Exercise goal >> In the listing below, locate the lines that hold "mask" and copy them.

Data records >>

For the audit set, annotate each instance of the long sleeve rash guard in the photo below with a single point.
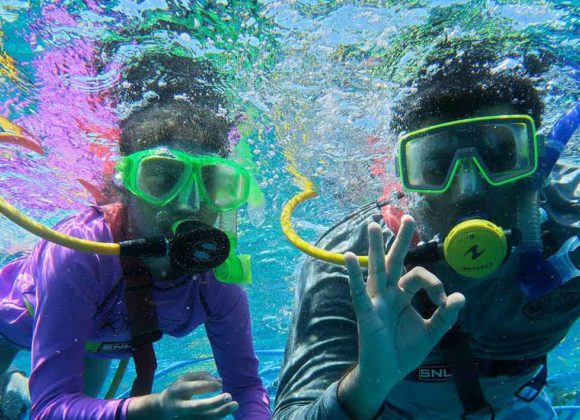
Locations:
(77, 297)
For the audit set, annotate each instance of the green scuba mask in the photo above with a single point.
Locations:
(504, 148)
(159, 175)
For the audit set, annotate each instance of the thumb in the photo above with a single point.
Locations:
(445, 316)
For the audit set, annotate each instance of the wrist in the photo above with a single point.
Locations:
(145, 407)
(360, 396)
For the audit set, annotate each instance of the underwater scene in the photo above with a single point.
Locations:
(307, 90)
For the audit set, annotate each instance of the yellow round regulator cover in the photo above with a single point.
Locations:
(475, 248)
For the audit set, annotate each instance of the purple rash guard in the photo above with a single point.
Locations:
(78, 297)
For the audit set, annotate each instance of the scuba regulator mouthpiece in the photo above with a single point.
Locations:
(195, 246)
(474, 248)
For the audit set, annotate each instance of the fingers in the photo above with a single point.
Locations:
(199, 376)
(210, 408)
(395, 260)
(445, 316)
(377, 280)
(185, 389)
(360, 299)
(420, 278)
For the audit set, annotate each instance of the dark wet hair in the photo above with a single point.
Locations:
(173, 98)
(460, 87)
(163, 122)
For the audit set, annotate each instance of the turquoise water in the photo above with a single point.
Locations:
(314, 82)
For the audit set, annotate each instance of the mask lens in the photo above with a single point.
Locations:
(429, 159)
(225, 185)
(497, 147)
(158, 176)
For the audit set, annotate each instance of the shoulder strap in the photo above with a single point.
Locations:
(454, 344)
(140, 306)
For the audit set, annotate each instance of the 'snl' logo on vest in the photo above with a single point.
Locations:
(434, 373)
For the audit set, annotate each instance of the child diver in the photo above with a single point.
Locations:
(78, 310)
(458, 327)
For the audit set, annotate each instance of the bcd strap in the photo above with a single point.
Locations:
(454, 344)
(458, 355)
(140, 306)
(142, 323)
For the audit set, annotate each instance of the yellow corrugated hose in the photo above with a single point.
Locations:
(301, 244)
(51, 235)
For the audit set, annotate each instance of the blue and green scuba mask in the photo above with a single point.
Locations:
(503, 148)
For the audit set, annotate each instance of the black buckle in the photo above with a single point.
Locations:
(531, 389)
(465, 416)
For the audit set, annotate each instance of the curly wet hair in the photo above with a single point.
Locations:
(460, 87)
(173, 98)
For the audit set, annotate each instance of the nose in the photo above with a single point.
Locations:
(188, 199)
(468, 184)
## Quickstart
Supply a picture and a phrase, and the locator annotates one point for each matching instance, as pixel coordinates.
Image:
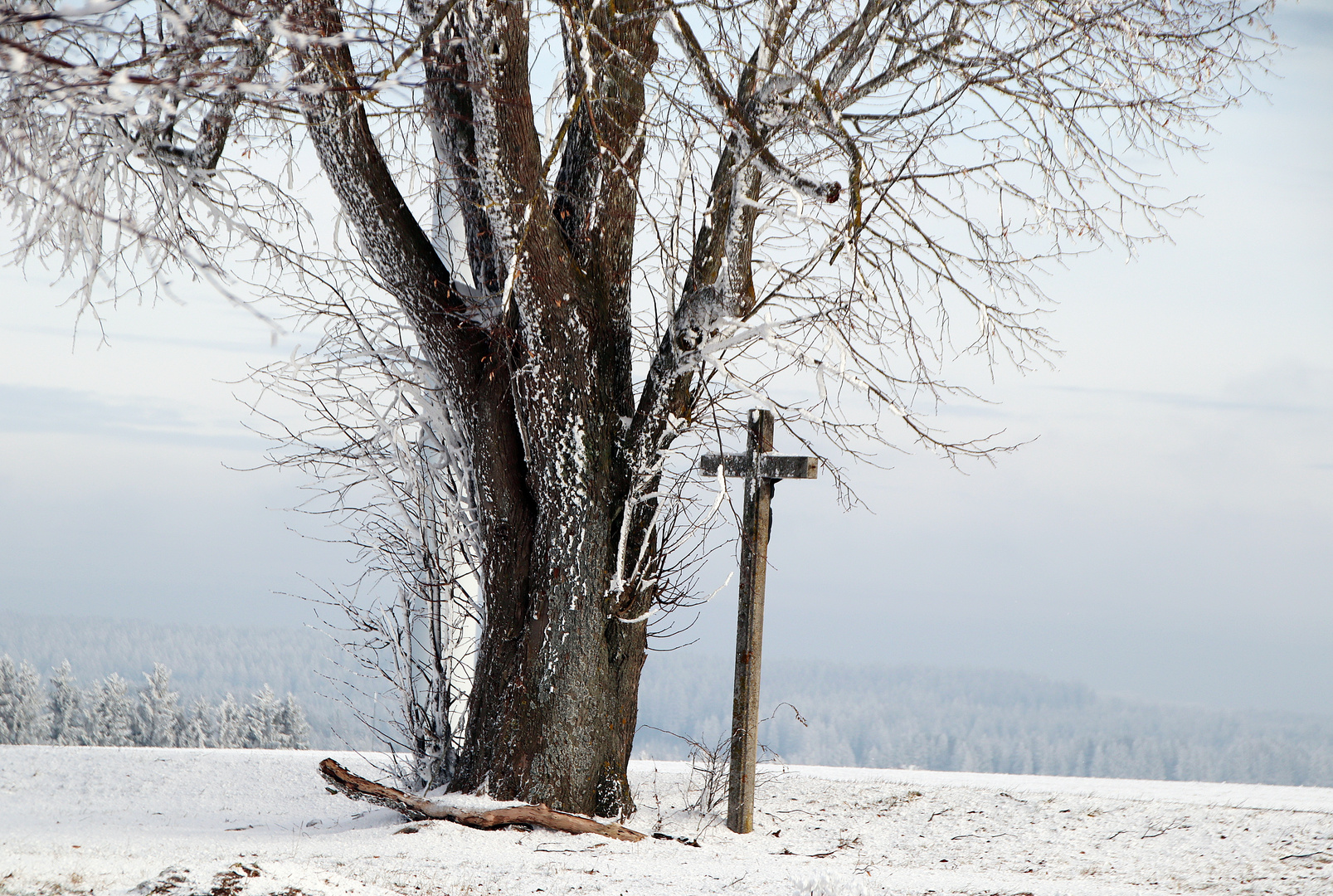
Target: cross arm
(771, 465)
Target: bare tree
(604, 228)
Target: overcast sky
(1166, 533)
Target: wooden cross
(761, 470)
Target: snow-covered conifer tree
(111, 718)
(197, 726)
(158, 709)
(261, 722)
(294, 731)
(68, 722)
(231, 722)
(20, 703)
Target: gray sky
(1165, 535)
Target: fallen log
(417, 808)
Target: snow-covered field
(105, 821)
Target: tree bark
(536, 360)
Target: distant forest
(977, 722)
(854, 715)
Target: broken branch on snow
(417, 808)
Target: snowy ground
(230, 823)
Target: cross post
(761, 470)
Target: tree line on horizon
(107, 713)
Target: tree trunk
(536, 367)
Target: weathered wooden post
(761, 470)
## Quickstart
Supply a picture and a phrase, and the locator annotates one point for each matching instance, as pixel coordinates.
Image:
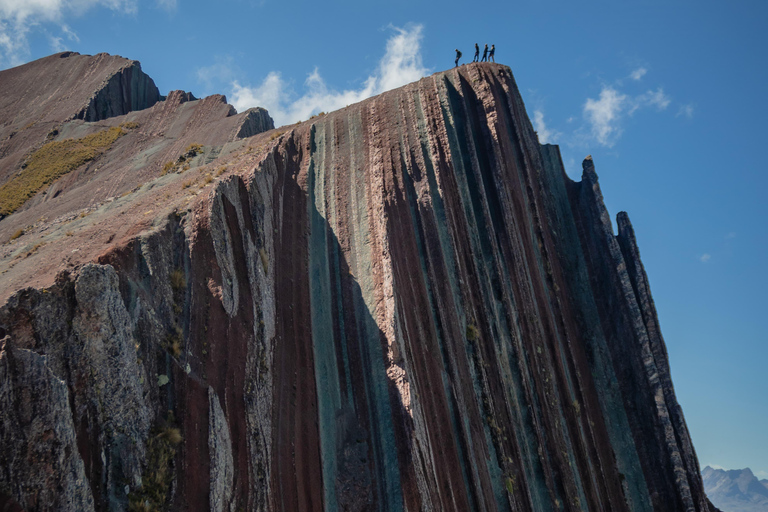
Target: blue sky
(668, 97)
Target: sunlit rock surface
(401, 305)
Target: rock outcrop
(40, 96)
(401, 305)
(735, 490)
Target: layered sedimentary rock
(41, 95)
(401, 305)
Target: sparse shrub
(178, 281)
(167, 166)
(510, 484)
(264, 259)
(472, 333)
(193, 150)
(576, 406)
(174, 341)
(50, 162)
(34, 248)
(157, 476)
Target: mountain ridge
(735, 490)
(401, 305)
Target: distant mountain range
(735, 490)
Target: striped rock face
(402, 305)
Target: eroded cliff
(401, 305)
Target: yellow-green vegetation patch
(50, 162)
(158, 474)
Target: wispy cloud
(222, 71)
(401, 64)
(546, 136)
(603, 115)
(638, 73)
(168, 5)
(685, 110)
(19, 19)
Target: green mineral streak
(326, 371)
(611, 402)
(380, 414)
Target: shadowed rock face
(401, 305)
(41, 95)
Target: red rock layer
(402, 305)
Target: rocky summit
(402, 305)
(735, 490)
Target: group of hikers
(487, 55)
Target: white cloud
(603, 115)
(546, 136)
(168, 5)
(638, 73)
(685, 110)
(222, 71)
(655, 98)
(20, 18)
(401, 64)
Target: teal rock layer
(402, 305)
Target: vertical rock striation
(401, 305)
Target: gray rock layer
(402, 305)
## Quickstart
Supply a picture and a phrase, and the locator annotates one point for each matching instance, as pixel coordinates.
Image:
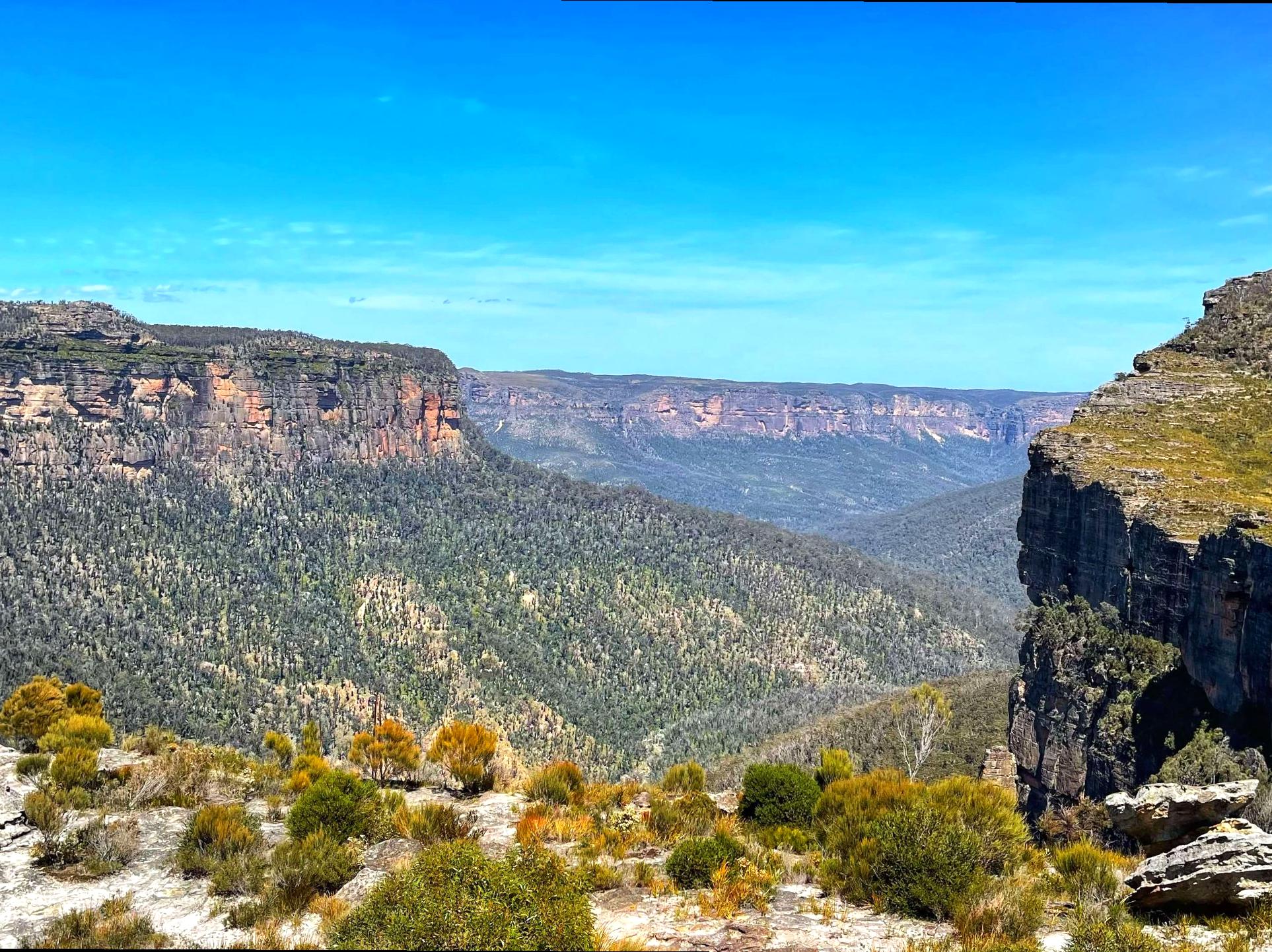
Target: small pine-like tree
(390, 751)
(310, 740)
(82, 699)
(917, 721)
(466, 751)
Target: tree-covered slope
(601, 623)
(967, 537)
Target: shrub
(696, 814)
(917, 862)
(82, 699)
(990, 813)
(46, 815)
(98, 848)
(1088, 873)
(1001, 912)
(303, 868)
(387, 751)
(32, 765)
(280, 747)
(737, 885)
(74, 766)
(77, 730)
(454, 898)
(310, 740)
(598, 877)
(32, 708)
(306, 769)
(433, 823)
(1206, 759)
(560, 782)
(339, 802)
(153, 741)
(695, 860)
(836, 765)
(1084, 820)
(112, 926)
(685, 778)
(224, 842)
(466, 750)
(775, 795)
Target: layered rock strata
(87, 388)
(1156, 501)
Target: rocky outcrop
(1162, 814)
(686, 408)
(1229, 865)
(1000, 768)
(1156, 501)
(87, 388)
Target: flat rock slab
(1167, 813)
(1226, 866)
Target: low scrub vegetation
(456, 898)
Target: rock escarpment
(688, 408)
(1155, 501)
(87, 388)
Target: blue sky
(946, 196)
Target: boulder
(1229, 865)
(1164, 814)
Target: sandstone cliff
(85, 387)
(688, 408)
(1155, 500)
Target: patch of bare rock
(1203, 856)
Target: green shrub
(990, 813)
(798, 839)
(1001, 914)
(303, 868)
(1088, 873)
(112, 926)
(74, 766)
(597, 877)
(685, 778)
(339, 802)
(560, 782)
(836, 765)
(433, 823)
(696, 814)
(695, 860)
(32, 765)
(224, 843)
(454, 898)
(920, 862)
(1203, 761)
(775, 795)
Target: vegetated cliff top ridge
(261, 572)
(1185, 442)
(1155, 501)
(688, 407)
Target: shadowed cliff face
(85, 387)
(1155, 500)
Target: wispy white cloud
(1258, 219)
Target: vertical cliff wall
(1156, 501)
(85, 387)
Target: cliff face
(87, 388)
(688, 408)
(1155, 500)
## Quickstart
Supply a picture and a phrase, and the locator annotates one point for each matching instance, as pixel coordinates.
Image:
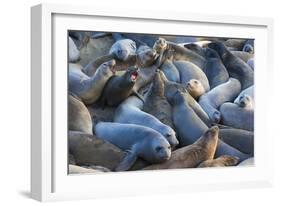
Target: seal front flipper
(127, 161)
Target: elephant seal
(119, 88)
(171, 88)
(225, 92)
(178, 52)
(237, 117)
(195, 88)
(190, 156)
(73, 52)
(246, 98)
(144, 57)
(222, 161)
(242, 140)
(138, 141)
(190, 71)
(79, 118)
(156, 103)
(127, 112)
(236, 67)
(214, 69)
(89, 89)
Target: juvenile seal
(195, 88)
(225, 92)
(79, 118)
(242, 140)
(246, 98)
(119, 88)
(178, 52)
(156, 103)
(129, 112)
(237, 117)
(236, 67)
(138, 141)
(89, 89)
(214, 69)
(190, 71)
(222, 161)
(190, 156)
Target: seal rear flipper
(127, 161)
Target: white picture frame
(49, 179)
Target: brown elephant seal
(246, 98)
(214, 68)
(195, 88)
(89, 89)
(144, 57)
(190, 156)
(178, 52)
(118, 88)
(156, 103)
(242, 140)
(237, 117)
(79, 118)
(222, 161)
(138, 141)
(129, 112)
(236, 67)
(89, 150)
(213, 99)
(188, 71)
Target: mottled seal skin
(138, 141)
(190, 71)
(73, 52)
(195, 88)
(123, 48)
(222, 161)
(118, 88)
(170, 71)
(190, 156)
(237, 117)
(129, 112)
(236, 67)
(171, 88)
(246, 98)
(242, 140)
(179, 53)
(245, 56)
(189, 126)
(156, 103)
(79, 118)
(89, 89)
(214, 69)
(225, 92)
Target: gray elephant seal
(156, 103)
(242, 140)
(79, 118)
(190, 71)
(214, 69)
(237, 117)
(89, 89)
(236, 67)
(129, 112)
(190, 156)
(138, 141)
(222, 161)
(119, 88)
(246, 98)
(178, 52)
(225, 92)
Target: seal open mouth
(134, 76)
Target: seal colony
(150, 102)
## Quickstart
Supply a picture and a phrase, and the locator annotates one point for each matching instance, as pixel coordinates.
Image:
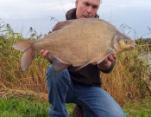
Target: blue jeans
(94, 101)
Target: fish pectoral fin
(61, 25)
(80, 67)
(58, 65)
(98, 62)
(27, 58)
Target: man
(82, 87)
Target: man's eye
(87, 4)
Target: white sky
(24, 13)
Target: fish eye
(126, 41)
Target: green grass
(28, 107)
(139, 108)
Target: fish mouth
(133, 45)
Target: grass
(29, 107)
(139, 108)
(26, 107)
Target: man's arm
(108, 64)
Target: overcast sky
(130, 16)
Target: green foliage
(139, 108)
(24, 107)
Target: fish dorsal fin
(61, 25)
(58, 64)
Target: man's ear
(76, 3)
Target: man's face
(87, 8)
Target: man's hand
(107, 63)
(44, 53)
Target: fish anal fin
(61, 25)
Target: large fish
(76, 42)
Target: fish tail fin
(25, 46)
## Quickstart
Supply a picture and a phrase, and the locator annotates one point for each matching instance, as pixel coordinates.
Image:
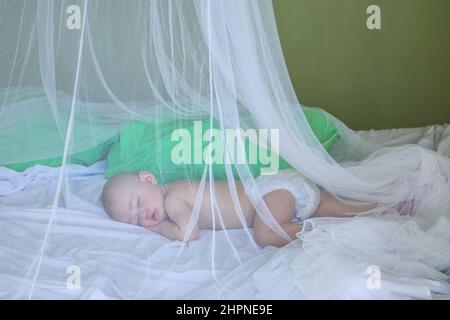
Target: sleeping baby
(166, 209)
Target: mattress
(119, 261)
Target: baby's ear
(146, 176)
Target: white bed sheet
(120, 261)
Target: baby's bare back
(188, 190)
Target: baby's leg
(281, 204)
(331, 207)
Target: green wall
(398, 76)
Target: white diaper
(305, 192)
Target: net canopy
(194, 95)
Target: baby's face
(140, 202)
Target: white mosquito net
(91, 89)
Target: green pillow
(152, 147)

Your response >>
For the audit set, annotate each instance of the green scuba mask in the photo above with a single point.
For the audit set, annotate each instance of the mask lens in the photo above with a single point.
For the audit set, annotate each instance of the blue and green scuba mask in the photo above with a single point.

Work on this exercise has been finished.